> _THINGS TO DO_:
1. In the text on PCS-OTS sensing, condense the paragraph that opens with "A fluorescence titration was performed" into a short bulleted list that keeps its main facts.
2. Decide whether each statement agrees with the text on PCS-OTS sensing, answering yes or no and quoting the words that settle it: (a) The largest quenching constant found for PNP is 81,230 M⁻¹. (b) ONP shows more spectral overlap with the emission of PCS-OTS than PNP does. (c) The spectral overlap was observed between 300 and 400 nm.

> _TEXT PROVIDED_:
*** Block opens ***

A fluorescence titration was performed to obtain the sensing behavior of PCS-OTS for nitro-aromatics. As shown in Figure 6a,b with the incremental addition of ONP and PNP, the fluorescence intensity of PCS-OTS suspension gradually decreases. Using Stern-Volmer equation, quenching efficiency was calculated (see details in the Supporting Materials). The largest quenching constants of ONP and PNP are 32,976 and 81,230 M⁻¹, respectively (Figure S4).

The higher quenching efficiencies of PCS-OTS was observed for PNP than ONP. The quenching mechanism of PCS-OTS for ONP and PNP can be explained by fluorescence resonance energy transfer (FRET) [6,19,20,21]. As shown in Figure S5, a spectral overlap was observed for the absorption spectra of ONP and PNP and the emission spectrum of PCS-OTS in the range of 400–500 nm. For nitro-aromatics, PNP has the greatest overlap, followed by ONP, while there was negligible spectral overlap for other nitro-aromatics 1,3-DTB, PNA, 2,4-DNT, PNT and 4-NCB. The highest quenching efficiency of PCS-OTS to PNP compared with other NACs was explained by the result of maximum overlap of the absorption spectrum of PNP with the emission band of PCS-OTS. These results demonstrated the high selectivity and discriminative sensing ability of PCS-OTS for phenolic-nitroaromatics over other interfering non-phenolic analytes.

*** Block closes ***

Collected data
*** Block opens ***

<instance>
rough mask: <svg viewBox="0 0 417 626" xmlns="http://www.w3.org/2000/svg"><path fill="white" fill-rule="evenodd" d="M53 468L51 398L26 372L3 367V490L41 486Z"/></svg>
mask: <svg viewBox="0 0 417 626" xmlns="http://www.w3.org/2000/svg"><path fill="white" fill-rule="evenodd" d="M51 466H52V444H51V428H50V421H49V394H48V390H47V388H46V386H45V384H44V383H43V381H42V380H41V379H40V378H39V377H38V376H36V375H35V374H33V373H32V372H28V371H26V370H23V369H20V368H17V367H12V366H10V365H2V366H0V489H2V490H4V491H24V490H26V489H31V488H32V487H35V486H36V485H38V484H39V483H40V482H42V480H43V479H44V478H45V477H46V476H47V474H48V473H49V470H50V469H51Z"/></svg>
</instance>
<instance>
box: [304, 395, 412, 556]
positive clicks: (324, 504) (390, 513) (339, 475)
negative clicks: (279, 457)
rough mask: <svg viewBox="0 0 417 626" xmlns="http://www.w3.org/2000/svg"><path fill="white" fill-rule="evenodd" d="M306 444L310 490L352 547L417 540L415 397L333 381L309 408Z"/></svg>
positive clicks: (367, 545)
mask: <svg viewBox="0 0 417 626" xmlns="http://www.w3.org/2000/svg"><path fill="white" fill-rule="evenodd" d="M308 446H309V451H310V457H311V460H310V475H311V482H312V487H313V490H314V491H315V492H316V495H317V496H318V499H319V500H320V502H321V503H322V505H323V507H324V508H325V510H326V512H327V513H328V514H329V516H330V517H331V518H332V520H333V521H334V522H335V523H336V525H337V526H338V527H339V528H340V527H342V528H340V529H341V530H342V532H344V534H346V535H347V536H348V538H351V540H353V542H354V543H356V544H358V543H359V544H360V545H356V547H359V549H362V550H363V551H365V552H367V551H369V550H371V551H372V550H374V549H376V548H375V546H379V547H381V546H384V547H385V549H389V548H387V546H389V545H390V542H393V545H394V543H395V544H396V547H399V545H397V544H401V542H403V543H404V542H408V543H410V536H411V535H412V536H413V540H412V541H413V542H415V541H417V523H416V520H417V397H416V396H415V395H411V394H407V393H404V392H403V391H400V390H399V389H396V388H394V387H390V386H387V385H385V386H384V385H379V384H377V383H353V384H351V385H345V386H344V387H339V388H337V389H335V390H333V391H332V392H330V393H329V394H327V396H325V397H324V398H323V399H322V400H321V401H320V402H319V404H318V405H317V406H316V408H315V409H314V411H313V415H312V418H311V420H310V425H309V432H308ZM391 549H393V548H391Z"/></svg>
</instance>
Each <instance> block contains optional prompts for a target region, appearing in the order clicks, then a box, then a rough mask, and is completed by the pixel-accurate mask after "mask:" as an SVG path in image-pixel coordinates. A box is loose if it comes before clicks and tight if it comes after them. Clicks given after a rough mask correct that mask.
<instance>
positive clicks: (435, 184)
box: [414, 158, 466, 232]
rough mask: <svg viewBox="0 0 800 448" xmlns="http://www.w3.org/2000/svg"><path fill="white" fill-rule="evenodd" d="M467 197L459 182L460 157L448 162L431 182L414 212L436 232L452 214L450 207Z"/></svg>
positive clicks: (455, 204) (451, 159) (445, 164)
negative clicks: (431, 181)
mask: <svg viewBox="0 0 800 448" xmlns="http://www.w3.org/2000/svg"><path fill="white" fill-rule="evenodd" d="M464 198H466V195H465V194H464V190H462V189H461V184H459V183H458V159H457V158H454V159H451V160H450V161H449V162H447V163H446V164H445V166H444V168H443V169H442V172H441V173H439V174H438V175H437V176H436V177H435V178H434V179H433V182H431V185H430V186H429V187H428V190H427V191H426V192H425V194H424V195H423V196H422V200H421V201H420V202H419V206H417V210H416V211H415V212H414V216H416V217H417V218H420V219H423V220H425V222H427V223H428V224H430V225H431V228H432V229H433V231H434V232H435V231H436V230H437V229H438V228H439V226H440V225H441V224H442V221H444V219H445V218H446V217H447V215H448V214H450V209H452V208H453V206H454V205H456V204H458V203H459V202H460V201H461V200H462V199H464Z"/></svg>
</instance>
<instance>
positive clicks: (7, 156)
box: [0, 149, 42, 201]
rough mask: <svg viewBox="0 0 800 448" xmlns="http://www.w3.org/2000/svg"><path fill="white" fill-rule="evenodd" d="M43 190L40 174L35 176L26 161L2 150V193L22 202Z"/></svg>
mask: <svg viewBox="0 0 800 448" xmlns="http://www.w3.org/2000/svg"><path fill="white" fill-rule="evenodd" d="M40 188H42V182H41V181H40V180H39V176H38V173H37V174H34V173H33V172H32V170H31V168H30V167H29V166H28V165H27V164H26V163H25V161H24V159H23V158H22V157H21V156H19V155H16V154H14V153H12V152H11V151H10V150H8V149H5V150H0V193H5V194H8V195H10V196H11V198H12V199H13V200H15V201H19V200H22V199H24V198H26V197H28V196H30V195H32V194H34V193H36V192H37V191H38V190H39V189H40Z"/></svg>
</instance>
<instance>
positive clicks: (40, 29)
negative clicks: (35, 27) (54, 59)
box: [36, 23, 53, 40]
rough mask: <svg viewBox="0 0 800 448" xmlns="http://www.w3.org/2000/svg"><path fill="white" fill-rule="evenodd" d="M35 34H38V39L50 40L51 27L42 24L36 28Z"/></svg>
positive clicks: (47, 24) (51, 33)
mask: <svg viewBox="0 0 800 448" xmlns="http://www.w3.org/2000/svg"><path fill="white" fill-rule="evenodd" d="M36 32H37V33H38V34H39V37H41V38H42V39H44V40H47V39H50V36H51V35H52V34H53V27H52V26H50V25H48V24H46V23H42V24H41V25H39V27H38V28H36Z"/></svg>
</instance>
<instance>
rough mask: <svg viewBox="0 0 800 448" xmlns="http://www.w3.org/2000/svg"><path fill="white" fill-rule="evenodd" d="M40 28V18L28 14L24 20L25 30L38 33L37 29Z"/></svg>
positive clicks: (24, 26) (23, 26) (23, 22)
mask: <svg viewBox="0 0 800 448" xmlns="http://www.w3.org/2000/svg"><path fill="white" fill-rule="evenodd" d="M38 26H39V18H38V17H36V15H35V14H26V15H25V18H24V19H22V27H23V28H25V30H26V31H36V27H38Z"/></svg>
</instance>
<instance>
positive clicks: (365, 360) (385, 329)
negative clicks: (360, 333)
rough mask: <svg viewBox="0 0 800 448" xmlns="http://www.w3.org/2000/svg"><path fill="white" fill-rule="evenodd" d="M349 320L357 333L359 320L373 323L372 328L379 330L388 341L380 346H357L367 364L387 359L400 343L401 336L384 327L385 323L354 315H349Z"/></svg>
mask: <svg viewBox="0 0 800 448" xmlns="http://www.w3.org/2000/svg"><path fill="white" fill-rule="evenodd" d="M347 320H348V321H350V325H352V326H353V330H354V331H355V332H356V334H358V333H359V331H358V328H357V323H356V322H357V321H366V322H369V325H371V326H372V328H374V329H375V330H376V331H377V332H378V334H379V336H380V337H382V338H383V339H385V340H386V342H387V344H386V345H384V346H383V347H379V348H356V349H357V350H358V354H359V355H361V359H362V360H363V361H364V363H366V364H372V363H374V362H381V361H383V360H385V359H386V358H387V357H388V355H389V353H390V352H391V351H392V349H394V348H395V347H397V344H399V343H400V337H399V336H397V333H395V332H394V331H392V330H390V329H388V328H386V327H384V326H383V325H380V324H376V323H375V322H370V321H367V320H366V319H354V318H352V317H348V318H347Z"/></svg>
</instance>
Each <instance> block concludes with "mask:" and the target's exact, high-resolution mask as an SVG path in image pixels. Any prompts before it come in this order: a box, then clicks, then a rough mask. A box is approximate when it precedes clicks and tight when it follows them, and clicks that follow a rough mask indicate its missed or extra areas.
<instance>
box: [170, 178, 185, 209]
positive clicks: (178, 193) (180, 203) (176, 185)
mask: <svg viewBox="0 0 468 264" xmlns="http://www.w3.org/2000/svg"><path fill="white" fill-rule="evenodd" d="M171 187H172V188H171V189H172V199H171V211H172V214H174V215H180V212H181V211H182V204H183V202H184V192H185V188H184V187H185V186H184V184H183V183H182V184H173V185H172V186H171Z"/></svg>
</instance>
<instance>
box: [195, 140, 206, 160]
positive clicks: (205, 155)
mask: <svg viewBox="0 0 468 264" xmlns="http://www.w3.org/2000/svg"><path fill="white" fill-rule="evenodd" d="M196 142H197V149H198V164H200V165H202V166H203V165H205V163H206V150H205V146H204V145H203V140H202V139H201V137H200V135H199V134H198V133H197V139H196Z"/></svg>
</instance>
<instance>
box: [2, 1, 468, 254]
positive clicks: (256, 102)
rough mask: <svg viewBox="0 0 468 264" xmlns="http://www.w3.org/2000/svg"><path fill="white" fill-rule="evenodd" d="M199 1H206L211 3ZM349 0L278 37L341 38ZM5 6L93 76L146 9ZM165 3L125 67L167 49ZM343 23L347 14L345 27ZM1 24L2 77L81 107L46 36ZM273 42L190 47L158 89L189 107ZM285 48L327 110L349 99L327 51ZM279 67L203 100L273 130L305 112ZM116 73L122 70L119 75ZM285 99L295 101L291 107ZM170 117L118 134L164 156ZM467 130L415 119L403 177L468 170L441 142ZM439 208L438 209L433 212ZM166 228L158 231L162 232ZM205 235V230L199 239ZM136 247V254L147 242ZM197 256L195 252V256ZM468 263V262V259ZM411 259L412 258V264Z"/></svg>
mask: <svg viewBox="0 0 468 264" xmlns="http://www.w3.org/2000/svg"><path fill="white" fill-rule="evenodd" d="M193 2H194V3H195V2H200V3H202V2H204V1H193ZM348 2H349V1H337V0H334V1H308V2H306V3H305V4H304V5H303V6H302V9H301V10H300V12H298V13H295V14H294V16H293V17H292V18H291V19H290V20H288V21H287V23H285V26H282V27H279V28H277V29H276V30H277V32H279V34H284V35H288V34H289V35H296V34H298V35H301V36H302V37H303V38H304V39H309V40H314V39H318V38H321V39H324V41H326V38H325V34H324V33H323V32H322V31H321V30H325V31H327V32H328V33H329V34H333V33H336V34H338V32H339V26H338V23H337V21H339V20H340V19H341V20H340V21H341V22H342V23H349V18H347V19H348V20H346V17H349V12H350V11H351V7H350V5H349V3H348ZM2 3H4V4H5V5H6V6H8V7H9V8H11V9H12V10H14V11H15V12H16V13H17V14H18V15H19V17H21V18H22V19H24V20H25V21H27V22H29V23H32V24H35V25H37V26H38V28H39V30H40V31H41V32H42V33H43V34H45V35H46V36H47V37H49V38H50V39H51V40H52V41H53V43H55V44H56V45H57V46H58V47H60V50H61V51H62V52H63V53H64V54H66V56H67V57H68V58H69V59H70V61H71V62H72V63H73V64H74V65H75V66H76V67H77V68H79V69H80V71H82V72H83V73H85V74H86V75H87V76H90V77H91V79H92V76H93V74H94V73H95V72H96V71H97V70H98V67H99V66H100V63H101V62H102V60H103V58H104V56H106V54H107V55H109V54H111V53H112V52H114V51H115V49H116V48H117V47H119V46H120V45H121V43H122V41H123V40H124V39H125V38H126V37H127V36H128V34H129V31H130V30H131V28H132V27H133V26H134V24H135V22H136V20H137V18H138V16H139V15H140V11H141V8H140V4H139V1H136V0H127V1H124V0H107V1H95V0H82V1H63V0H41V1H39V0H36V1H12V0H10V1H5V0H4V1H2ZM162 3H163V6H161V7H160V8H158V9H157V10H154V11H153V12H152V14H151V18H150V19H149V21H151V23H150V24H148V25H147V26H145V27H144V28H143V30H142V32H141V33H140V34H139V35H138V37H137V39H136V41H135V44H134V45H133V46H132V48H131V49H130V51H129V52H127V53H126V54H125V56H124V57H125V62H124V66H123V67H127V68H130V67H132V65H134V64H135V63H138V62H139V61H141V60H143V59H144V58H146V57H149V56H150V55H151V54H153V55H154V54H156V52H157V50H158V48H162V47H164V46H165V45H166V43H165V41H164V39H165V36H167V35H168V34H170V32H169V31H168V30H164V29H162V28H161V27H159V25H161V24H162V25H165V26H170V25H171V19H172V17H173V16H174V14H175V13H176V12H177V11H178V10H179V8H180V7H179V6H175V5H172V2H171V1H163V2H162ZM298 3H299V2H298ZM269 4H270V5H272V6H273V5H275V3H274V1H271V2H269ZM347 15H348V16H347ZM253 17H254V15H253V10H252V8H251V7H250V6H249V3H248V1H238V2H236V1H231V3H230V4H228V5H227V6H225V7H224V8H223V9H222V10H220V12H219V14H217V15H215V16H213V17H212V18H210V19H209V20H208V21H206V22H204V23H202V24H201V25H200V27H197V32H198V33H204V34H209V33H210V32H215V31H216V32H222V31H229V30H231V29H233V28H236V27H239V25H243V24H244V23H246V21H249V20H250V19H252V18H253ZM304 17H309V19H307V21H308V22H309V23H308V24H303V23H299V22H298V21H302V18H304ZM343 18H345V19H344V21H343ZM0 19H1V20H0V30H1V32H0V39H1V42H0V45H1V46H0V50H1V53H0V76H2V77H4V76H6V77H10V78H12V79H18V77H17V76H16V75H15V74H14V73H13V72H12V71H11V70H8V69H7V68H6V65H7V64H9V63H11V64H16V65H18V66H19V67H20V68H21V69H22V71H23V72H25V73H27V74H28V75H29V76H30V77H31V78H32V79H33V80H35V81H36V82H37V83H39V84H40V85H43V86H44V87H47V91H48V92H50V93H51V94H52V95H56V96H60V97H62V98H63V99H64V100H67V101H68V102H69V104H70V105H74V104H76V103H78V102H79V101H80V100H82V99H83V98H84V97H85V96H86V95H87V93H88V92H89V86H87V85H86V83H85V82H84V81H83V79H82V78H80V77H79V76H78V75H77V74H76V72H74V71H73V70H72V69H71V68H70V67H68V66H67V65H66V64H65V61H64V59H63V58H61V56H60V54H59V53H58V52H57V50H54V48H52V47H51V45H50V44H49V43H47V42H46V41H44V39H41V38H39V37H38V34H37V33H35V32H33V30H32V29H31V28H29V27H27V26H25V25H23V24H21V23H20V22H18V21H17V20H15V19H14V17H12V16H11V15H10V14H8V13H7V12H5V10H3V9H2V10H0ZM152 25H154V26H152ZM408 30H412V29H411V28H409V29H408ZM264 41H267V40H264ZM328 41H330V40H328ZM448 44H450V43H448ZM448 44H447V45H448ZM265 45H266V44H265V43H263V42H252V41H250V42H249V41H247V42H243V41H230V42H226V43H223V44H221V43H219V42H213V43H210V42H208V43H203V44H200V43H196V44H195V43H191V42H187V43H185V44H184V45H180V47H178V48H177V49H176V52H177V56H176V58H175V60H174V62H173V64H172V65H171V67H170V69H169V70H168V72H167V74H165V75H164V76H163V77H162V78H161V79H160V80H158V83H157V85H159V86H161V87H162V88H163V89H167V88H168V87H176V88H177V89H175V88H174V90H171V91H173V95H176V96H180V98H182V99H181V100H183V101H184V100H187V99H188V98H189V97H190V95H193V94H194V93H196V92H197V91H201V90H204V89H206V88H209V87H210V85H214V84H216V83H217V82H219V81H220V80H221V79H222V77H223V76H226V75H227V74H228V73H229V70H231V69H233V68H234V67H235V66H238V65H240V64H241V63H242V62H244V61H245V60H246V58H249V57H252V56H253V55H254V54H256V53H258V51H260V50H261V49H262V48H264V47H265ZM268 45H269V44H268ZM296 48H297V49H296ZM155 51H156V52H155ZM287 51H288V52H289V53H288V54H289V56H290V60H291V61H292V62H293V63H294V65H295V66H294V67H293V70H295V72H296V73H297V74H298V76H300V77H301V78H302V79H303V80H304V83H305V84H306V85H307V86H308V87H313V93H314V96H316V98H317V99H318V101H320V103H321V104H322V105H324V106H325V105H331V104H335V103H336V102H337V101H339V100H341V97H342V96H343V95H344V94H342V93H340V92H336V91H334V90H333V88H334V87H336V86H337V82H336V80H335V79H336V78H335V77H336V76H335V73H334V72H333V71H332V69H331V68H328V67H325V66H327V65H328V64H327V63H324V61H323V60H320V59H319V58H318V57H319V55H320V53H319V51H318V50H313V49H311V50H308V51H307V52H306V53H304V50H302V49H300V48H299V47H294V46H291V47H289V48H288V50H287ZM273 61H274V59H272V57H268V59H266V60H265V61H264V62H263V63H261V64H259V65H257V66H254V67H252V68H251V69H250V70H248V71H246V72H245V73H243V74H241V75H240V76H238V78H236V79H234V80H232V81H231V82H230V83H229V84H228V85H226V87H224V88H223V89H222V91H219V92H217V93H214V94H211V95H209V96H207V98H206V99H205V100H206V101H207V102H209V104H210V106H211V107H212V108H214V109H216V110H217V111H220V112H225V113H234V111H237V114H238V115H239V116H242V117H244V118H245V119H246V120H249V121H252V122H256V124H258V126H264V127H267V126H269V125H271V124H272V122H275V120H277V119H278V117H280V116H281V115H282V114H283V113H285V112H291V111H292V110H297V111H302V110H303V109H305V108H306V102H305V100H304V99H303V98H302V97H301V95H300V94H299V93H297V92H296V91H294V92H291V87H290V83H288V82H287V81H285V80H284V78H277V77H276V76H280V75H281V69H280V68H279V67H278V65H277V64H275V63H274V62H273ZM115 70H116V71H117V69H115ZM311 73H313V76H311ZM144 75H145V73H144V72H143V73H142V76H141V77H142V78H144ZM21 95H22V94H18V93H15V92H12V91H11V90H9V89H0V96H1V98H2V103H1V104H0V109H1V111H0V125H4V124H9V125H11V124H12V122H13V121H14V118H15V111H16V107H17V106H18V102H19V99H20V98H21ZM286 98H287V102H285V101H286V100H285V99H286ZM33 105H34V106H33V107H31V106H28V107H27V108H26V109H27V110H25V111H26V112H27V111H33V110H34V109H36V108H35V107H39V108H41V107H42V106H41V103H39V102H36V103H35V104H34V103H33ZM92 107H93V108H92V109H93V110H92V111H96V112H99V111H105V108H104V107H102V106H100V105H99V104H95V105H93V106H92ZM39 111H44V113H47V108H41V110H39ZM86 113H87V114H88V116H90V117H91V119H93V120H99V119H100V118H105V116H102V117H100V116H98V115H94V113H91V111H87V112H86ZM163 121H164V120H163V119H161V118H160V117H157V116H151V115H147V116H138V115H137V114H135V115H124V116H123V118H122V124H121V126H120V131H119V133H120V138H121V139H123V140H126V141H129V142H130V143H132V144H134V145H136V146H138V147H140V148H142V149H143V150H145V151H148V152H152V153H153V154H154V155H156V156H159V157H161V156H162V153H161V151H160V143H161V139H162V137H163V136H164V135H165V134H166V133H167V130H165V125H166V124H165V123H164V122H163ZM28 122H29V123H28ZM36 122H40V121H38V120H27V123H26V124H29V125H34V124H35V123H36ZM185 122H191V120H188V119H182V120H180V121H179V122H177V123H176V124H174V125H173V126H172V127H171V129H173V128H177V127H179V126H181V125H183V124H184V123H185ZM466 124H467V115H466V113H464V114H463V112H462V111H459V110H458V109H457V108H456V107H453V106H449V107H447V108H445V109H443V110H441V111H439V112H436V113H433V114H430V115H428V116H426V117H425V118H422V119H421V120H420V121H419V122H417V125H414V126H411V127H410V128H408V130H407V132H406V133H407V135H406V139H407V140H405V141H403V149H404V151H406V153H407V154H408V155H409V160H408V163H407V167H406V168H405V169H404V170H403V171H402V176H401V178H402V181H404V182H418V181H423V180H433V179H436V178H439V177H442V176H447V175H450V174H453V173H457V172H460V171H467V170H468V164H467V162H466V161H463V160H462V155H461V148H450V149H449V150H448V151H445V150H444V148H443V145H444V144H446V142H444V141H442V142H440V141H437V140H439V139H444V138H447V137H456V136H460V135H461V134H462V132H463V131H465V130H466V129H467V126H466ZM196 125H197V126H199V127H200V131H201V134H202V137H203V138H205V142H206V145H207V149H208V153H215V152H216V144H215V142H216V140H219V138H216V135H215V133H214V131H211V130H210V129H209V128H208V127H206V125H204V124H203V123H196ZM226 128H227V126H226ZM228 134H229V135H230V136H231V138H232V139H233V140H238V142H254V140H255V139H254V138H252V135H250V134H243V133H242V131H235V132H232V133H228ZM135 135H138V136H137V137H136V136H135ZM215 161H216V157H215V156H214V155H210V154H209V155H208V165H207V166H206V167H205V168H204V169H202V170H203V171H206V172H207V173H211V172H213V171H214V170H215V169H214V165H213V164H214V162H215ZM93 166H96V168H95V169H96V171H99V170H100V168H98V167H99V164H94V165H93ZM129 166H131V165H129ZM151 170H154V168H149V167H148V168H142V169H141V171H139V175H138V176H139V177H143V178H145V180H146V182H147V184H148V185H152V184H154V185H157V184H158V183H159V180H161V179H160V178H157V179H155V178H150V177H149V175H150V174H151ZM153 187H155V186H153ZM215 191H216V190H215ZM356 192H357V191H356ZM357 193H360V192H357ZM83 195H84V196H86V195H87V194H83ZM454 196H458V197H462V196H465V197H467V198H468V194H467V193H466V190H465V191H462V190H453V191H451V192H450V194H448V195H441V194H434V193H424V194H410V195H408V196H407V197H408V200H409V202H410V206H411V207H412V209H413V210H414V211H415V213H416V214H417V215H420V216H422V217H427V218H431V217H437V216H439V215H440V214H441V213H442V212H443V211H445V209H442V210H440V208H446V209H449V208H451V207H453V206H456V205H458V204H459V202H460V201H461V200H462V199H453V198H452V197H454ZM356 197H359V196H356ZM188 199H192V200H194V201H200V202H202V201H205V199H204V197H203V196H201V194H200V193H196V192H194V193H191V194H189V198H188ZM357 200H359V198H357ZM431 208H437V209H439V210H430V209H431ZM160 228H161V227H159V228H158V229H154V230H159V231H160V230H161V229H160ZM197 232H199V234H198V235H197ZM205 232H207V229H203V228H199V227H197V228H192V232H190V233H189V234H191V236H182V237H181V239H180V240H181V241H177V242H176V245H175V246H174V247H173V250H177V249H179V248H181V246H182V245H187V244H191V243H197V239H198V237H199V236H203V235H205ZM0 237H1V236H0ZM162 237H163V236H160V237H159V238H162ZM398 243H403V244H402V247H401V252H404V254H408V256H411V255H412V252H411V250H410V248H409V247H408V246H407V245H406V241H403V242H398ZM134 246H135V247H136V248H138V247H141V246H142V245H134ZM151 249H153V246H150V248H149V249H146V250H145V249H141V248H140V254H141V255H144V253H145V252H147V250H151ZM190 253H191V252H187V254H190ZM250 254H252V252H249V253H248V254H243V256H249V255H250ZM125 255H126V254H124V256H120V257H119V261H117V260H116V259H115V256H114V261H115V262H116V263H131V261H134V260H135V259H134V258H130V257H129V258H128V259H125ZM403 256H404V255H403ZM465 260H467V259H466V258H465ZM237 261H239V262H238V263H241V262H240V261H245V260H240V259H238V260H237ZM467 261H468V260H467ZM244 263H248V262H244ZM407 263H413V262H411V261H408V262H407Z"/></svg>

*** Block closes ***

> _ANSWERS FOR THIS EXERCISE_:
1.
- A fluorescence titration tested how PCS-OTS senses nitro-aromatics.
- Adding more ONP and PNP gradually lowered the fluorescence intensity of the PCS-OTS suspension.
- Quenching efficiency was calculated with the Stern-Volmer equation.
- The largest quenching constants were 32,976 M⁻¹ for ONP and 81,230 M⁻¹ for PNP.

2.
(a) Yes: "The largest quenching constants of ONP and PNP are 32,976 and 81,230 M⁻¹, respectively"
(b) No: "PNP has the greatest overlap, followed by ONP"
(c) No: "in the range of 400–500 nm"